**Exercise goal**. Reproduce, character for character, the entries that start at the line containing "Target: green dress" and run through the end of the entries.

**Rows**.
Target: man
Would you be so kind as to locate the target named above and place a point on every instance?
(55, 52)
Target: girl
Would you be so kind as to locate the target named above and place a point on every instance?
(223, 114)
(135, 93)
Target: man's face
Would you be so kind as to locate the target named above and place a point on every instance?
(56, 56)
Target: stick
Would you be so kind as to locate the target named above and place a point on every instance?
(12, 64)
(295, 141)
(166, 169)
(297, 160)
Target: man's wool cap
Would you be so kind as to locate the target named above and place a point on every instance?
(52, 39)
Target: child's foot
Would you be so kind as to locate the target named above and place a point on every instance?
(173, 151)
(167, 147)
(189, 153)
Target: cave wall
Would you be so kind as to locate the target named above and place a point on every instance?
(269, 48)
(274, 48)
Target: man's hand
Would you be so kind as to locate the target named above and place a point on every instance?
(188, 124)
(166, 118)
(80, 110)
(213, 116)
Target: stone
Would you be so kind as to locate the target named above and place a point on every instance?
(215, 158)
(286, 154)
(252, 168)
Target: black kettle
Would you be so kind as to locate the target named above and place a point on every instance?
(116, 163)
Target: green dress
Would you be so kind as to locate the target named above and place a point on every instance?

**Exercise output**.
Target: green dress
Would you be so kind as to locate the target named above and place a point on every instance?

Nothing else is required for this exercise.